───── BRANO DI PARTENZA

C’è la ‘nientificazione’ di Cioran e Zapffe in “Senza”?

«So che mi ha spinto l’urgenza di cercare una giustificazione a questo incredibile disturbo al di là delle risposte insufficienti della psichiatria, un significato al di là della scienza medica, un significato simbolico, una motivazione universalmente comprensibile nel piano stesso dell’esistenza; ho scritto Senza per attribuire un senso a qualcosa, come l’aspirazione alla rinuncia di una parte di sé, che apparentemente non lo ha. E sì, Cioran mi ha molto suggestionato, è un filosofo che conosco bene, la sua rinuncia al mondo, la sua idea di mondo è assimilabile a quella di Paolo, le quattro parti del libro sono tutte introdotte da un aforisma di Cioran».

──────────
───── MATERIALE FORNITO

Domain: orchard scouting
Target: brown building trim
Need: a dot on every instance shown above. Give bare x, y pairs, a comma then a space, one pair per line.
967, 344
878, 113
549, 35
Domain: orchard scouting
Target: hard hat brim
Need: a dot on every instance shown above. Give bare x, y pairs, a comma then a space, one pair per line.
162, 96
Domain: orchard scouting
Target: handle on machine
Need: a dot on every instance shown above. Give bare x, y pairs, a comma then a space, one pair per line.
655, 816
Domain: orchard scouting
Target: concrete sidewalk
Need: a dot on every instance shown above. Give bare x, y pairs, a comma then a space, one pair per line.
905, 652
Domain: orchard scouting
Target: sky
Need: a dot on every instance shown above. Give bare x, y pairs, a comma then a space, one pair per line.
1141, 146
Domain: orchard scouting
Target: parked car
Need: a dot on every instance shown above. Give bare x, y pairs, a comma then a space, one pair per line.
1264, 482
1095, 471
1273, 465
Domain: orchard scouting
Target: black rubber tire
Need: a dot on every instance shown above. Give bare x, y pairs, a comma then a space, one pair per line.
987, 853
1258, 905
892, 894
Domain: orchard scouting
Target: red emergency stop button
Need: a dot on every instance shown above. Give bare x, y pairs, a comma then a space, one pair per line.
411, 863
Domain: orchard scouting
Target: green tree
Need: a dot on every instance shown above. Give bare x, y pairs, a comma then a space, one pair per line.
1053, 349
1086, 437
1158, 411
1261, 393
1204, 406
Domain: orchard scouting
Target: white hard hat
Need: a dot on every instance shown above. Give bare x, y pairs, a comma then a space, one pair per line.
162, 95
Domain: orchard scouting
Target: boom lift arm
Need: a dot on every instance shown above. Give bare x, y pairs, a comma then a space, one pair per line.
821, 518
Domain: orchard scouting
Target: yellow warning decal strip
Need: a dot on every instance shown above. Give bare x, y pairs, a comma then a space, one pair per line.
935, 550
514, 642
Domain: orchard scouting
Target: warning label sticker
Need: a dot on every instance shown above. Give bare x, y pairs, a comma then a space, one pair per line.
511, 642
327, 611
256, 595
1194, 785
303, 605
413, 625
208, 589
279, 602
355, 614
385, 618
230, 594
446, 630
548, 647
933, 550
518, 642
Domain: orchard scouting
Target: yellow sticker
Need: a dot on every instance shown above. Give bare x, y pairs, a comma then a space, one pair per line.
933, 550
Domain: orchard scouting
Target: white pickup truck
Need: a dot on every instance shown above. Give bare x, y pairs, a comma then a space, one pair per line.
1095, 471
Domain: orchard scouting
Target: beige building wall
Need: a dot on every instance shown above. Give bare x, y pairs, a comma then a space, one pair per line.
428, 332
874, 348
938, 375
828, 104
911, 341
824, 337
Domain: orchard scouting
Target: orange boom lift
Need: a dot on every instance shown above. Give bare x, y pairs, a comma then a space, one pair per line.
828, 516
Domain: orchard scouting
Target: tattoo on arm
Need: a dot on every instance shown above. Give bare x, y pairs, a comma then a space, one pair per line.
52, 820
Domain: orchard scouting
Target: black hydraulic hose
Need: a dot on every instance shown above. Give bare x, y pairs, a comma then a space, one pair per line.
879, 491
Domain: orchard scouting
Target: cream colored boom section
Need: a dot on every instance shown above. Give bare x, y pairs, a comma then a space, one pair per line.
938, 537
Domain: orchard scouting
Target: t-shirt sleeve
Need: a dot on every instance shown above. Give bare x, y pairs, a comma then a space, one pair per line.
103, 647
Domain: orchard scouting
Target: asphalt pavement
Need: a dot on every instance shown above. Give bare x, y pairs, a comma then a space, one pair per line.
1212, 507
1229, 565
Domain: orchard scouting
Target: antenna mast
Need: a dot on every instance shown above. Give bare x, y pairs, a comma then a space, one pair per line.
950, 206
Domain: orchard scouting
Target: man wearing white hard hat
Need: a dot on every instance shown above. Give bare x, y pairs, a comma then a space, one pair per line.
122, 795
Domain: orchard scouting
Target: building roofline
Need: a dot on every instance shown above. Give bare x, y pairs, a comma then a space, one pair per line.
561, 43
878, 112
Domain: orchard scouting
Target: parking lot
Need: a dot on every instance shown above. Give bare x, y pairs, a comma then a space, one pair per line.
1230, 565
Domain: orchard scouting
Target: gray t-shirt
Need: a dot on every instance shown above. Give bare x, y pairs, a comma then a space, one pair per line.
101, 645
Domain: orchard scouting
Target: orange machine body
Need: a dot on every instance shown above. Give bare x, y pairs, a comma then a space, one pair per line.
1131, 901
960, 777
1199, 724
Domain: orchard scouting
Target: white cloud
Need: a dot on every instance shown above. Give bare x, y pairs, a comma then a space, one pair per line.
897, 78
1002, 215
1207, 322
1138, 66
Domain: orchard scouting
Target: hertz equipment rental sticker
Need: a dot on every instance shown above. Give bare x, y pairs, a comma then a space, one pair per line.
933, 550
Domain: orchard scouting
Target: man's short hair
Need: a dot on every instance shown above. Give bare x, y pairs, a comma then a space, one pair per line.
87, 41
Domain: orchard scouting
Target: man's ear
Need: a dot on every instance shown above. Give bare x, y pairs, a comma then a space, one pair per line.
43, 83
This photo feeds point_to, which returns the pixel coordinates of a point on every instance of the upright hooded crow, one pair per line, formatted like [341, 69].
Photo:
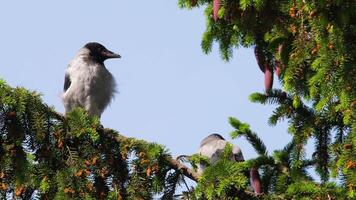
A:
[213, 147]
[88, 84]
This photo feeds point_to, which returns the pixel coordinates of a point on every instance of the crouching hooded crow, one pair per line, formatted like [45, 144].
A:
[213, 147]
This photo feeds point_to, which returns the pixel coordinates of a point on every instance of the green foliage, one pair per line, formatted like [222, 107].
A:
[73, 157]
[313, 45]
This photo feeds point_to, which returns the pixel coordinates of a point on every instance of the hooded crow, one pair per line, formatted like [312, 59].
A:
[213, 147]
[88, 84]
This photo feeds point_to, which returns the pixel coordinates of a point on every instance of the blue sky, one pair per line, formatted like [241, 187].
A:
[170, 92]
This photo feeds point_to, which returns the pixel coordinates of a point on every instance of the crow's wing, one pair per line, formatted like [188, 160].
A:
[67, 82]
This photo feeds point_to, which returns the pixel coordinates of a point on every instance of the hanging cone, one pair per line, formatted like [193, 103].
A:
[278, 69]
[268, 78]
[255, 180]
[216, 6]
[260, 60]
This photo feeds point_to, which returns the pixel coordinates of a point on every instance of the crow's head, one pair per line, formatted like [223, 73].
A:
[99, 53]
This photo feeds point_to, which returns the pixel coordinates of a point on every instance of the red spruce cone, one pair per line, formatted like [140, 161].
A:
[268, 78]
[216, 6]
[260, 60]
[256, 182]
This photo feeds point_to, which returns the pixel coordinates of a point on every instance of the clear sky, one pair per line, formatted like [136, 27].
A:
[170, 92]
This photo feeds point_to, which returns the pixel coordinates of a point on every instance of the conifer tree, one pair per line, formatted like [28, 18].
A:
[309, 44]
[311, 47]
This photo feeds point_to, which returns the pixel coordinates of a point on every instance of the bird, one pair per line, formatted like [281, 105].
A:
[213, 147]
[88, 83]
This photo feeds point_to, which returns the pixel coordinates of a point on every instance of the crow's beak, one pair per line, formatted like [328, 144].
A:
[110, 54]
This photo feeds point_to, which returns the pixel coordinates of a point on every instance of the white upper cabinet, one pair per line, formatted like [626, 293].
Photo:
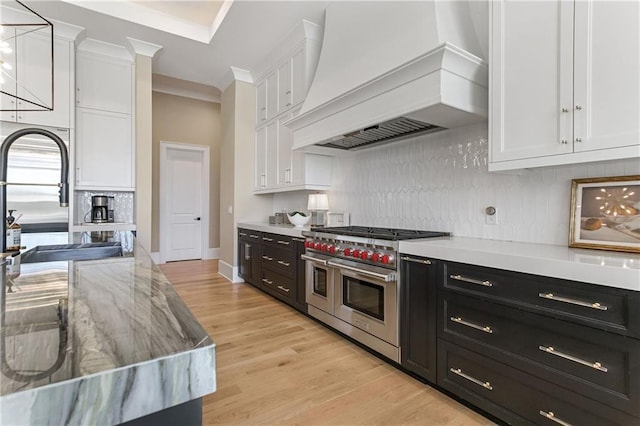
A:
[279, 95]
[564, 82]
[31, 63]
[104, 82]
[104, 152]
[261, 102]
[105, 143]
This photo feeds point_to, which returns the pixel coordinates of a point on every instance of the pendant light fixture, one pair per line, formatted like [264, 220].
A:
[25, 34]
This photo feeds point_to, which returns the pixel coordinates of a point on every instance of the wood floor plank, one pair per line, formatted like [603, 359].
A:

──────────

• [COMPITO 1]: Secondo il brano sul libro "Senza", da che cosa è introdotta ciascuna delle quattro parti del libro?
• [COMPITO 2]: Prosegui per favore il brano sul libro "Senza" a partire dalla sua ultima frase.

• [RISPOSTA SCRITTA 1]: Da un aforisma di Cioran.

• [RISPOSTA SCRITTA 2]:
Il mondo non è di Leibniz: il migliore possibile?

«Sicuramente no! “Senza” è per coloro che si interrogano sulla realtà del mondo e il significato della propria quotidiana lotta. L’ho scritto arricchendolo di critiche all’ipocrisia della nostra società, alle sue contraddizioni, vi si trovano fatti di sangue realmente accaduti in quella Verona bene di impronta nazista».